Please give back each line below unchanged; none of the pictures should appear.

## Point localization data
=======

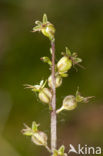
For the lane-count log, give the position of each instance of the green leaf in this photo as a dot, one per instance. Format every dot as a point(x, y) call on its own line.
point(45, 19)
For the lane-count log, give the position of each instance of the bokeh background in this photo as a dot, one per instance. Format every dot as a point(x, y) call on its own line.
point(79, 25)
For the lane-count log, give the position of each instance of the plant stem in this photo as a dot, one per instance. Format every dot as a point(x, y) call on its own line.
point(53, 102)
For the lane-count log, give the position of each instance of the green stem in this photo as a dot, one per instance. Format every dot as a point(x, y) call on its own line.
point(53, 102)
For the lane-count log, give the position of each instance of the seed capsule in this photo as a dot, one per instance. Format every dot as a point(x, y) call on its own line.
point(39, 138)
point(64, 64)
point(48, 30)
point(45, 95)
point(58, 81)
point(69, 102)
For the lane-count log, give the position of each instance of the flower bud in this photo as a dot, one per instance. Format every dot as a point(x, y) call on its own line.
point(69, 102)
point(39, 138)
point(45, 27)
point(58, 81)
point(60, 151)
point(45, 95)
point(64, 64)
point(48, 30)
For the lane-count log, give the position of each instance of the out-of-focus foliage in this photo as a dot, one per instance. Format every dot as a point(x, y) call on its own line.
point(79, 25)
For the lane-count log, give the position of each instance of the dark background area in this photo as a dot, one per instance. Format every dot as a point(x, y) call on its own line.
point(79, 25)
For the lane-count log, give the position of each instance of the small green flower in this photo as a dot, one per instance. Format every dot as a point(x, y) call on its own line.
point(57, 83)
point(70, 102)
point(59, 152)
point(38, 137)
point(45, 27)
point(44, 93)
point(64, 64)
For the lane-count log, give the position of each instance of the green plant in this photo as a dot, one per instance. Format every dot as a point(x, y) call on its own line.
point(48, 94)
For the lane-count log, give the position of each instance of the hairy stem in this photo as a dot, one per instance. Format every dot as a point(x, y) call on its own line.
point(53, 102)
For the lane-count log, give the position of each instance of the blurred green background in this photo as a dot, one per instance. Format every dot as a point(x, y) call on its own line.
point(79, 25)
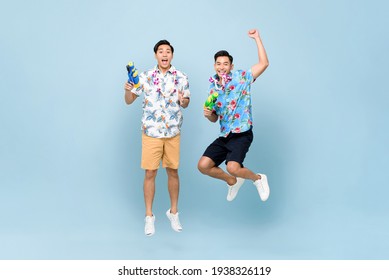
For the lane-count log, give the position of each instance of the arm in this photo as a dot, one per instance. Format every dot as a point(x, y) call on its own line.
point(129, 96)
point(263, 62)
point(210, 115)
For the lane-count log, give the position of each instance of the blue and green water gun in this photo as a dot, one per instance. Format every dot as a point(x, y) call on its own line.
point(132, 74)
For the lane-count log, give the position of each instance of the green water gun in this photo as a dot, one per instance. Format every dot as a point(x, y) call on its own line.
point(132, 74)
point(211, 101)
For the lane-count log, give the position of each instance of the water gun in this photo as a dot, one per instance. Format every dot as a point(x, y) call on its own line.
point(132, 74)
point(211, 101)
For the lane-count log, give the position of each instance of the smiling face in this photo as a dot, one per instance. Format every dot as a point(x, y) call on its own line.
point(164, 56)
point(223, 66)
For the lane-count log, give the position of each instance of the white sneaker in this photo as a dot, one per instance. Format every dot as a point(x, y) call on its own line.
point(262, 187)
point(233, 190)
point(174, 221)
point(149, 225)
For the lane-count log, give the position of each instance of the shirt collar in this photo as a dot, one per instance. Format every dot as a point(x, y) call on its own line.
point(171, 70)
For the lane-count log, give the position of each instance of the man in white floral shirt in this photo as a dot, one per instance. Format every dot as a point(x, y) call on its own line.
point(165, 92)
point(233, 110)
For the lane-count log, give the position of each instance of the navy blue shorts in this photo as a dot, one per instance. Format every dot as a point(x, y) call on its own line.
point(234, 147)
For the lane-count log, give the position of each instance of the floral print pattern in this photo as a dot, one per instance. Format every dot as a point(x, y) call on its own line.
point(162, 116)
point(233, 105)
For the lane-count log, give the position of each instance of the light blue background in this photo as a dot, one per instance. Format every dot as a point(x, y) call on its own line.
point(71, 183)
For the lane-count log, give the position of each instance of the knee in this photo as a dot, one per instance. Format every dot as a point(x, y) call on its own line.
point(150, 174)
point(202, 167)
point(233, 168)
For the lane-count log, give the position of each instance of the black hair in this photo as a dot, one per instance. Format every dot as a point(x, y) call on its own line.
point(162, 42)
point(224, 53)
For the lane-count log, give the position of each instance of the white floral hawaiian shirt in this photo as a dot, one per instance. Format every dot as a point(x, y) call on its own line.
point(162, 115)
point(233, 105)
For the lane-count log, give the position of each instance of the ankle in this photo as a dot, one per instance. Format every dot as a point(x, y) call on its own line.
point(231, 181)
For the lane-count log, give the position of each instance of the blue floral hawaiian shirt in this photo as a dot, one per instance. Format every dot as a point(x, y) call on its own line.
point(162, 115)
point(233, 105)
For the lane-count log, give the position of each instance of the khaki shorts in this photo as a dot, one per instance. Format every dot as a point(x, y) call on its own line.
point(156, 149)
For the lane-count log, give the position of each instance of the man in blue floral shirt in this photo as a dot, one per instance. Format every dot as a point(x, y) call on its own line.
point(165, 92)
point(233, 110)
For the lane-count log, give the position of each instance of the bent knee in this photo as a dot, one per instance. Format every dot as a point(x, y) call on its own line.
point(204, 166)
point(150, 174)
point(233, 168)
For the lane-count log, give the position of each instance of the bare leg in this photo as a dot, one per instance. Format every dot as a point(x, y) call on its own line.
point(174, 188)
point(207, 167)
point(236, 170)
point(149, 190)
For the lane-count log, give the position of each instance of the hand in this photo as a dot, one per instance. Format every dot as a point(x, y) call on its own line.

=======

## RESULT BELOW
For the lane-count log, give the position of each instance of the green leaf in this photo as a dot, one per instance. Format every dot as a point(x, y) call on its own line.
point(45, 19)
For the lane-count log, give the position of each instance of the bokeh background in this photo as a dot, one per instance. Format every dot as a point(x, y) call on its own line.
point(79, 25)
For the lane-count log, give the position of each instance of the plant stem in this photo as a dot, one per instance. Format every dot as a point(x, y) call on its own line.
point(53, 102)
For the lane-count log, give the position of each instance of the green stem in this photo as a dot, one per instance. Format every dot as a point(x, y) call on its own line.
point(53, 102)
For the lane-count log, give the position of each instance of the seed capsule in this photo as a dot, one per instance. Format every dot as a point(x, y) call on its own line.
point(39, 138)
point(64, 64)
point(48, 30)
point(45, 95)
point(58, 81)
point(69, 102)
For the lane-count log, give the position of each instance of the flower bud in this photo as a dot, one per instance. Format every dot as a point(x, y) call on its own line.
point(69, 102)
point(39, 138)
point(45, 27)
point(58, 81)
point(60, 151)
point(45, 95)
point(64, 64)
point(48, 30)
For the lane-count log, give the position of each instance of the out-of-focus foliage in this photo as a dot, one per instance. Format every dot as a point(x, y) call on its own line.
point(79, 25)
For the lane-count log, give the position of each instance of the dark background area in this photo as a dot, one per instance. Format every dot as a point(x, y) call on its own line.
point(79, 25)
For the lane-count log, give the position of each instance of the small green flower in this photo as a dot, one per instance. Format every dot as a point(x, y) call on its own line.
point(57, 83)
point(70, 102)
point(59, 152)
point(38, 137)
point(45, 27)
point(44, 93)
point(64, 64)
For the lane-count log, give the position of each instance of the green plant in this photo as a dot, one per instance. Format every dot as a point(x, y) call on its own line.
point(48, 94)
For the lane-count log, give the position of each instance of the hairy stem in this photo as a dot, one per instance. Format every dot as a point(x, y) call on its own line.
point(53, 102)
For the lane-count log, give the position of each instance of the blurred green background in this photo as a dot, one per instance. Format every dot as a point(x, y) call on its own line.
point(79, 25)
For the lane-count log, give the position of each instance of the arm in this photo as a dot, one per instance. Format every dot as a point(x, y) call on its own line.
point(129, 96)
point(263, 62)
point(210, 115)
For the lane-count log, give the position of each instance of the blue and green water gun in this photo as a dot, one per instance. Format every dot as a point(x, y) call on its own line.
point(132, 74)
For the lane-count log, give the position of each instance of the green water gun in this photo as a dot, one per instance. Format every dot as a point(x, y) call on its own line.
point(132, 74)
point(211, 101)
For the lane-count log, give the position of each instance of the water gun in this photo as a dot, one per instance. Format every dot as a point(x, y) call on its own line.
point(132, 74)
point(211, 101)
For the lane-count log, give the position of each instance of the smiling face in this photo as a dot, one per instance. Format every dot as a point(x, y) call on its own line.
point(164, 56)
point(223, 66)
For the lane-count log, give the position of each instance of the white sneaker in this photo as a dot, one per instance. Format every dot as a point(x, y) call on its own line.
point(262, 187)
point(233, 190)
point(174, 221)
point(149, 225)
For the lane-count log, give the position of each instance of the shirt collar in this photo as a dot, one per instance. Format every dot as a point(x, y) call on its own line.
point(171, 70)
For the lane-count log, give the position of each instance of the man in white floral shirt in this photo as a dot, one per instance. Format every dot as a point(x, y) call on its own line.
point(165, 92)
point(233, 110)
For the lane-count log, give the position of each instance of the navy blue shorts in this photo as a dot, one per instance. Format every dot as a point(x, y) call on its own line.
point(234, 147)
For the lane-count log, give the position of each instance of the floral print pattern in this photo as a dot, one per instance. Format every dot as a point(x, y) call on its own line.
point(162, 116)
point(233, 105)
For the lane-count log, give the position of each instance of the light blue background in this photo as a dot, one per instance. Format every dot as a point(x, y) call on its own line.
point(71, 183)
For the lane-count log, give the position of each instance of the knee in this photo as a dot, one per instance. Format every dot as a point(x, y) call on its own line.
point(150, 174)
point(202, 167)
point(233, 168)
For the lane-count log, give the position of each instance of the black hair in this photo as a dot, one per instance. Format every dot as a point(x, y) call on its own line.
point(162, 42)
point(224, 53)
For the lane-count log, give the position of each instance of the white floral hawaiian shirt in this photo as a dot, one per instance. Format every dot as a point(x, y) call on its own line.
point(162, 115)
point(233, 105)
For the lane-count log, give the position of each instance of the ankle in this photo as a dot, one per instance. Format every dot as a point(x, y) call on its own line.
point(231, 181)
For the lane-count log, give the position of each instance of the blue floral hawaiian shirt in this photo as a dot, one per instance. Format every dot as a point(x, y) call on its own line.
point(162, 115)
point(233, 105)
For the lane-count log, give the position of each instance of the khaki shorts in this photo as a dot, one per instance. Format every dot as a point(x, y) call on its own line.
point(156, 149)
For the lane-count log, give the position of each instance of the man in blue floral shirt in this photo as a dot, one per instance. Format every dot as a point(x, y) call on its own line.
point(165, 92)
point(233, 110)
For the lane-count log, give the position of each instance of the bent knee in this photo as a dot, one per instance. Format every dot as a point(x, y) call on its own line.
point(204, 166)
point(150, 174)
point(233, 168)
For the lane-count log, give the position of each instance of the bare leg in this photo as a dot, one per instance. Format every dot as a point(x, y) call on its own line.
point(174, 188)
point(207, 167)
point(236, 170)
point(149, 190)
For the lane-count log, give the position of each instance of the hand in this photo as a dot, one per instance. Format every dot as a point(x, y) call on its own line.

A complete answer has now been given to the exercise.